> _Written instruction_: List every line below that contains the word "spider", reproducing each such line in full.

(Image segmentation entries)
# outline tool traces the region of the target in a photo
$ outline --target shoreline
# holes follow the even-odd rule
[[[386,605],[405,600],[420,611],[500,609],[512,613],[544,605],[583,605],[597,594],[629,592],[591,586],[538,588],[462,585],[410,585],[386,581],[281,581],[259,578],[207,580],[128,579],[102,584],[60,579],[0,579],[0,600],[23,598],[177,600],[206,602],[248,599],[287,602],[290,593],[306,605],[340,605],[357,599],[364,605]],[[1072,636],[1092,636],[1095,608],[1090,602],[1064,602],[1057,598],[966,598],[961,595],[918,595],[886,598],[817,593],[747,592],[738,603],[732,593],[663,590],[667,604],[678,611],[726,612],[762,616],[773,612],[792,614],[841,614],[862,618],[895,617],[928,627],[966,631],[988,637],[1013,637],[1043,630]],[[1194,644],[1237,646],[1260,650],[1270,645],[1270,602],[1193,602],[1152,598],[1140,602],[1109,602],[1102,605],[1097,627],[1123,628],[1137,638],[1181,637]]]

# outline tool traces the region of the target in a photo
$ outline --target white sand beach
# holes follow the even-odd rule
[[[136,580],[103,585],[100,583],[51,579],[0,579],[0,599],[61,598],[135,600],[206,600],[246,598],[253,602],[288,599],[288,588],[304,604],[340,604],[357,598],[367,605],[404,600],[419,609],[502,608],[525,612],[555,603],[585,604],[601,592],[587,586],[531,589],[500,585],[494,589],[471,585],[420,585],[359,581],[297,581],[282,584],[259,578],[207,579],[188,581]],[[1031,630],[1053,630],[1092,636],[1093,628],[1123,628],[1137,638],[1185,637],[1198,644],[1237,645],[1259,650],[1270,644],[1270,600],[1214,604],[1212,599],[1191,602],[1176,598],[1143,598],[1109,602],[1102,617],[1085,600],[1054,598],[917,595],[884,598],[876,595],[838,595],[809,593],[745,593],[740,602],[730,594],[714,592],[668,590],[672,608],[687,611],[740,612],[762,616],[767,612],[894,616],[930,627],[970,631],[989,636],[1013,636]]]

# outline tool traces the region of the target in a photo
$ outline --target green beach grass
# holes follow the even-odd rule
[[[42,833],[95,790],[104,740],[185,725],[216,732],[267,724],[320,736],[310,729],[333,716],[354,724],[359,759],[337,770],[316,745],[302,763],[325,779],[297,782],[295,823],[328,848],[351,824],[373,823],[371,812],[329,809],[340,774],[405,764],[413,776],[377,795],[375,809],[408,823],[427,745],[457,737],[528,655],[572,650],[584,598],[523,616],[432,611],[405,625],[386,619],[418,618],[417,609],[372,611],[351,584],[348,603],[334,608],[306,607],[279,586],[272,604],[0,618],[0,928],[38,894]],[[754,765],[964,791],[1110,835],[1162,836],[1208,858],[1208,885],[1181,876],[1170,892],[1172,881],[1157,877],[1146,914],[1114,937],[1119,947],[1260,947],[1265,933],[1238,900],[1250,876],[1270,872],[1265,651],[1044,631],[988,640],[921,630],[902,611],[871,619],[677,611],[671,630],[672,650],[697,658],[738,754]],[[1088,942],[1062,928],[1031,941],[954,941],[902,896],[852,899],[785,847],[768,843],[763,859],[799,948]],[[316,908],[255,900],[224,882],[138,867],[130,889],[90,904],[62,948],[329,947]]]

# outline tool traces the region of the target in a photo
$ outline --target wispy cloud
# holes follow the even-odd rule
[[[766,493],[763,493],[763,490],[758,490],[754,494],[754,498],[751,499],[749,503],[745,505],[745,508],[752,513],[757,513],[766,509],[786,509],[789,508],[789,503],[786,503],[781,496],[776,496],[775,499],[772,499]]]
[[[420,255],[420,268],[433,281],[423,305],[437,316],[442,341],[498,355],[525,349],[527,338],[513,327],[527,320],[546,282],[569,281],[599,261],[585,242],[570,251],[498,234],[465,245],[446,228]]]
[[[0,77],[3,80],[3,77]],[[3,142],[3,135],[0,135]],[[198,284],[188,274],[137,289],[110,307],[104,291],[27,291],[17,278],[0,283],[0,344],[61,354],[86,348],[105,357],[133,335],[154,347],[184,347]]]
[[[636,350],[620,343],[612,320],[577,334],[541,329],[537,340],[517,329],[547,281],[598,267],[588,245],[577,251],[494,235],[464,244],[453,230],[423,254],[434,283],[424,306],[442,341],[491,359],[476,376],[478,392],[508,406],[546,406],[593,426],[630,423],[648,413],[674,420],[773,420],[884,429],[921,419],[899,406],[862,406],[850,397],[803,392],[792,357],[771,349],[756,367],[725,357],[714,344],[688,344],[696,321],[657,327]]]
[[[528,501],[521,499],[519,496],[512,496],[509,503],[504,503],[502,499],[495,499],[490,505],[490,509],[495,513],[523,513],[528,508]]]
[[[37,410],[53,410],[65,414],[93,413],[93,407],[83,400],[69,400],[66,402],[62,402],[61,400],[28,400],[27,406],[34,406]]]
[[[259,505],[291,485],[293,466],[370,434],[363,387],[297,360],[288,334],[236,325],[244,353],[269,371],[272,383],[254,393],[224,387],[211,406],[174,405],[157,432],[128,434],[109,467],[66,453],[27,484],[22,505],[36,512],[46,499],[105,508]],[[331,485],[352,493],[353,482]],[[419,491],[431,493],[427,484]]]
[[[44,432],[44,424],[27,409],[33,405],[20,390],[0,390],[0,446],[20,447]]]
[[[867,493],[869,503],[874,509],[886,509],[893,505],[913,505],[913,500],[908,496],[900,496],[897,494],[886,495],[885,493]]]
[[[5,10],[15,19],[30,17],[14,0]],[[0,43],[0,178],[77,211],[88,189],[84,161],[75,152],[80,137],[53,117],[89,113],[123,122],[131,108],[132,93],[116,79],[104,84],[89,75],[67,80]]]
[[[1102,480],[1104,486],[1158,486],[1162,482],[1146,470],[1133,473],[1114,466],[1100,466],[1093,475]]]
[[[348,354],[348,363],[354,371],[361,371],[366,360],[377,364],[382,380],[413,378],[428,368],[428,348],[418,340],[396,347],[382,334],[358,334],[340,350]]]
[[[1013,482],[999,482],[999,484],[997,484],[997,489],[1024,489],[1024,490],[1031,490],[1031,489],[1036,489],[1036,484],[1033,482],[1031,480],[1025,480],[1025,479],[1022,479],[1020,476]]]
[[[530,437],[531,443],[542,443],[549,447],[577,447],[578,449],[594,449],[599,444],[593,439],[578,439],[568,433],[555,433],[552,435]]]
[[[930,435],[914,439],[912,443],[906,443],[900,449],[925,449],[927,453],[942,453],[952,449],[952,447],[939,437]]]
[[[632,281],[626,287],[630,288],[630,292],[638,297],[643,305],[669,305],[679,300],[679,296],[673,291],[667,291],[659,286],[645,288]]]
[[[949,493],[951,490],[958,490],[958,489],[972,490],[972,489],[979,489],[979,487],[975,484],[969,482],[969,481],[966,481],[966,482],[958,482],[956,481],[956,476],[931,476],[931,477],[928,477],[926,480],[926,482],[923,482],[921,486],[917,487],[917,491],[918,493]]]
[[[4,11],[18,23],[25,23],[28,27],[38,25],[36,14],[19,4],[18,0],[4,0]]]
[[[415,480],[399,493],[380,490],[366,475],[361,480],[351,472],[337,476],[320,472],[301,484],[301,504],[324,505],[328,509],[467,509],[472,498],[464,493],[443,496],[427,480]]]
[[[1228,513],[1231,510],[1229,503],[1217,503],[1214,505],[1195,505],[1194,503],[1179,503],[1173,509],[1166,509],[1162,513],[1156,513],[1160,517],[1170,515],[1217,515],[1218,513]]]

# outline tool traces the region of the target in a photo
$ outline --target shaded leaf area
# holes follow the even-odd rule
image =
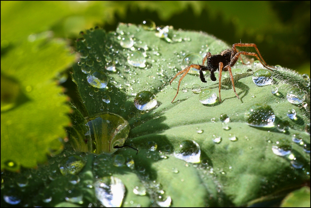
[[[224,73],[222,102],[210,105],[202,104],[200,95],[191,91],[193,85],[200,85],[202,89],[209,88],[218,95],[218,82],[207,80],[208,73],[205,74],[207,82],[202,83],[198,74],[191,71],[183,80],[179,93],[172,103],[178,80],[171,86],[169,82],[183,69],[183,61],[188,55],[197,54],[200,63],[207,51],[217,54],[229,47],[202,33],[169,29],[171,33],[169,38],[179,36],[180,42],[169,42],[169,39],[156,36],[154,31],[121,24],[115,34],[99,29],[87,31],[77,43],[78,50],[85,58],[81,58],[80,63],[74,66],[72,76],[87,114],[92,117],[109,112],[127,120],[131,129],[125,144],[138,149],[138,154],[127,147],[112,154],[87,152],[87,148],[83,149],[88,130],[85,125],[87,119],[72,106],[73,125],[67,128],[69,141],[66,150],[62,155],[50,158],[48,164],[27,171],[33,177],[28,179],[29,187],[33,186],[35,178],[39,184],[33,195],[38,200],[29,199],[25,193],[27,191],[22,192],[22,188],[15,185],[18,184],[17,179],[11,179],[25,176],[27,171],[4,173],[2,196],[14,194],[20,197],[20,204],[31,206],[55,206],[67,201],[81,206],[91,204],[99,206],[103,199],[96,197],[94,187],[103,177],[113,176],[121,179],[125,186],[121,204],[123,206],[158,206],[169,198],[172,206],[241,206],[261,202],[262,199],[281,198],[309,182],[309,153],[306,152],[308,149],[304,146],[292,141],[295,135],[306,147],[310,144],[309,131],[308,134],[305,130],[309,127],[310,90],[303,78],[289,69],[277,67],[272,72],[272,85],[258,86],[248,70],[255,72],[263,69],[262,66],[243,57],[244,62],[250,61],[249,64],[237,63],[232,69],[240,99],[233,91],[228,74]],[[132,38],[133,47],[122,47],[123,38]],[[146,49],[146,66],[135,67],[129,63],[128,57],[130,61],[133,53],[144,53],[140,50],[142,48]],[[107,70],[107,68],[111,70],[111,64],[115,70]],[[91,67],[89,74],[82,71],[82,67],[87,65]],[[87,76],[95,72],[107,75],[106,87],[96,88],[88,82]],[[216,75],[217,77],[218,74]],[[306,105],[287,101],[287,92],[295,84],[305,91]],[[271,87],[276,86],[279,93],[274,95]],[[157,105],[152,109],[140,111],[134,106],[134,98],[146,90],[156,94]],[[109,103],[107,96],[110,98]],[[246,123],[245,113],[258,103],[269,105],[273,110],[276,116],[274,126],[253,127]],[[297,113],[297,120],[287,116],[292,109]],[[230,119],[228,127],[224,126],[220,118],[225,114]],[[216,138],[221,138],[220,142],[214,141]],[[187,162],[174,156],[181,143],[187,140],[193,140],[199,146],[199,163]],[[286,144],[290,154],[281,157],[274,153],[273,146],[278,142]],[[69,143],[75,144],[70,146]],[[60,167],[75,155],[86,161],[85,166],[75,175],[63,176]],[[69,177],[77,176],[80,180],[74,185]],[[145,194],[137,191],[142,190]],[[76,195],[71,195],[72,193]],[[78,200],[74,201],[73,196],[79,196]],[[49,201],[44,200],[50,197]],[[2,200],[4,198],[7,198],[2,197]],[[2,202],[7,205],[7,202]]]
[[[48,33],[36,38],[2,57],[2,169],[33,167],[63,149],[70,109],[52,79],[74,56]]]

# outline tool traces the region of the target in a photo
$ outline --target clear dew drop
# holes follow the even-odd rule
[[[120,45],[122,48],[132,48],[134,44],[133,39],[128,37],[124,37],[121,39]]]
[[[257,70],[253,74],[253,82],[258,86],[265,86],[272,83],[272,75],[266,69]]]
[[[271,93],[273,95],[276,94],[277,95],[278,90],[279,89],[278,89],[277,87],[276,86],[273,86],[271,87]]]
[[[188,163],[199,163],[201,154],[200,146],[192,140],[182,142],[174,151],[174,156],[175,158]]]
[[[89,52],[85,50],[82,49],[79,52],[80,53],[80,57],[82,59],[86,59],[89,56]]]
[[[244,118],[249,125],[257,127],[271,127],[274,126],[275,115],[270,106],[255,104],[245,112]]]
[[[291,146],[286,142],[277,141],[276,145],[272,146],[273,153],[279,156],[285,156],[291,153]]]
[[[169,206],[172,203],[172,198],[169,196],[164,201],[157,200],[156,203],[161,207],[167,207]]]
[[[154,141],[148,142],[148,148],[151,151],[155,151],[158,147],[158,144]]]
[[[125,192],[122,181],[114,176],[97,179],[94,184],[95,195],[102,204],[107,207],[120,207]]]
[[[297,87],[291,88],[286,96],[288,102],[292,104],[300,104],[304,101],[306,94],[304,92]]]
[[[146,111],[153,108],[157,103],[156,96],[149,91],[143,91],[136,95],[134,99],[134,105],[141,111]]]
[[[92,68],[87,65],[83,65],[81,68],[81,70],[85,74],[88,74],[91,72]]]
[[[101,98],[101,99],[103,102],[108,104],[110,103],[110,97],[109,95],[104,95]]]
[[[146,188],[143,186],[135,187],[133,189],[133,192],[139,196],[144,196],[146,195]]]
[[[94,87],[104,88],[108,84],[108,77],[102,72],[95,72],[89,74],[86,79],[90,84]]]
[[[154,30],[156,29],[156,23],[150,20],[146,20],[142,21],[142,26],[146,30]]]
[[[86,161],[77,155],[72,155],[64,158],[58,164],[60,172],[63,175],[75,175],[85,165]]]
[[[200,93],[199,100],[203,104],[213,104],[217,101],[217,95],[210,89],[205,89]]]
[[[287,111],[287,115],[288,117],[292,120],[297,120],[297,117],[296,117],[297,114],[296,112],[296,111],[294,109],[289,110]]]
[[[181,69],[184,69],[189,65],[194,64],[201,64],[202,63],[202,56],[200,54],[190,54],[186,55],[181,63]],[[194,69],[196,70],[195,69]]]
[[[128,63],[136,67],[144,68],[146,66],[146,59],[140,51],[135,51],[128,57]]]
[[[117,154],[114,157],[113,163],[116,167],[123,166],[125,163],[125,158],[122,154]]]
[[[195,94],[200,93],[201,92],[201,86],[197,84],[195,84],[191,87],[191,91]]]

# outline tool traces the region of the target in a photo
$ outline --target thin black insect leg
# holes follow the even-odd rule
[[[134,147],[131,147],[131,146],[130,146],[129,145],[127,145],[126,144],[125,144],[124,145],[123,145],[123,146],[118,146],[118,145],[116,145],[115,146],[114,146],[114,148],[115,148],[116,149],[119,149],[120,148],[123,148],[123,147],[128,147],[130,148],[131,148],[132,149],[135,149],[136,151],[137,151],[137,152],[136,153],[136,154],[138,154],[138,152],[139,151],[138,150],[138,149],[136,149],[136,148],[134,148]]]

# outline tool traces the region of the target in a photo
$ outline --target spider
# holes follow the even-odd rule
[[[254,47],[256,49],[258,54],[255,53],[246,52],[246,51],[239,52],[236,48],[237,46]],[[169,82],[170,84],[172,84],[172,82],[178,76],[183,73],[182,75],[180,78],[179,79],[179,81],[178,82],[178,87],[177,88],[177,92],[176,93],[175,97],[174,97],[173,100],[172,101],[172,102],[173,103],[174,100],[176,98],[176,97],[177,96],[177,95],[178,94],[178,90],[179,90],[179,87],[180,85],[180,82],[181,82],[181,80],[188,73],[189,70],[190,70],[190,69],[193,68],[196,69],[199,71],[200,73],[200,78],[202,82],[204,83],[206,83],[207,82],[204,78],[204,76],[202,72],[203,71],[210,71],[211,72],[211,74],[210,75],[211,79],[212,81],[215,81],[216,80],[216,79],[214,74],[214,72],[218,69],[219,71],[218,79],[219,80],[219,102],[221,102],[221,99],[220,97],[221,72],[223,71],[229,71],[229,74],[230,76],[230,80],[232,84],[233,90],[234,91],[236,97],[239,99],[240,98],[239,97],[239,96],[238,95],[236,92],[235,92],[235,88],[234,87],[234,83],[233,82],[233,75],[232,75],[232,73],[231,71],[231,67],[234,65],[237,61],[238,60],[239,57],[242,54],[255,56],[260,62],[264,67],[271,71],[273,71],[271,69],[268,68],[268,67],[270,68],[272,67],[267,65],[266,63],[260,54],[260,53],[259,52],[259,51],[258,50],[258,49],[255,44],[253,43],[235,43],[232,45],[232,48],[223,51],[220,53],[220,54],[216,54],[212,55],[210,53],[208,52],[207,53],[205,57],[203,59],[202,65],[193,64],[187,66],[185,69],[182,70],[177,73],[175,77]],[[258,56],[258,55],[259,57]],[[260,59],[259,57],[260,57]],[[206,66],[204,66],[204,64],[207,60],[207,61]]]

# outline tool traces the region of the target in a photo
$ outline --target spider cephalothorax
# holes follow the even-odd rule
[[[251,52],[239,52],[236,49],[237,46],[254,47],[256,49],[256,51],[257,51],[258,54],[255,53]],[[178,87],[177,87],[176,95],[174,97],[173,100],[172,101],[172,102],[173,102],[178,94],[178,90],[179,90],[179,87],[180,85],[180,82],[181,82],[181,80],[188,73],[189,70],[190,70],[190,69],[191,68],[194,68],[199,70],[199,72],[200,73],[200,79],[203,82],[206,82],[206,81],[205,80],[203,73],[202,72],[203,71],[209,71],[211,72],[210,77],[212,81],[216,81],[217,80],[215,75],[214,74],[214,72],[217,70],[219,71],[218,79],[219,80],[219,101],[220,102],[221,102],[221,99],[220,96],[221,72],[223,71],[228,71],[230,80],[232,83],[233,90],[238,98],[239,99],[239,96],[238,95],[238,94],[235,92],[235,88],[234,87],[234,83],[233,82],[233,75],[231,71],[231,67],[234,65],[237,61],[238,60],[239,57],[241,54],[255,56],[260,62],[264,67],[269,70],[273,71],[272,69],[268,68],[268,67],[270,68],[272,68],[272,67],[267,65],[267,64],[266,63],[261,55],[260,55],[260,53],[259,52],[259,51],[258,50],[258,49],[255,44],[253,43],[235,43],[232,45],[232,48],[223,51],[220,53],[220,54],[216,54],[212,55],[210,53],[207,52],[205,57],[203,59],[202,65],[192,64],[187,66],[185,69],[182,70],[177,73],[169,82],[170,84],[171,84],[172,82],[178,76],[183,74],[178,82]],[[206,61],[206,65],[205,66],[204,64]]]

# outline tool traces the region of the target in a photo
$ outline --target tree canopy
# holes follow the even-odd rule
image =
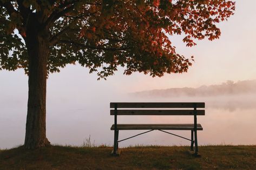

> _Output of the exercise_:
$ outline --target spider
$ outline --target spider cephalothorax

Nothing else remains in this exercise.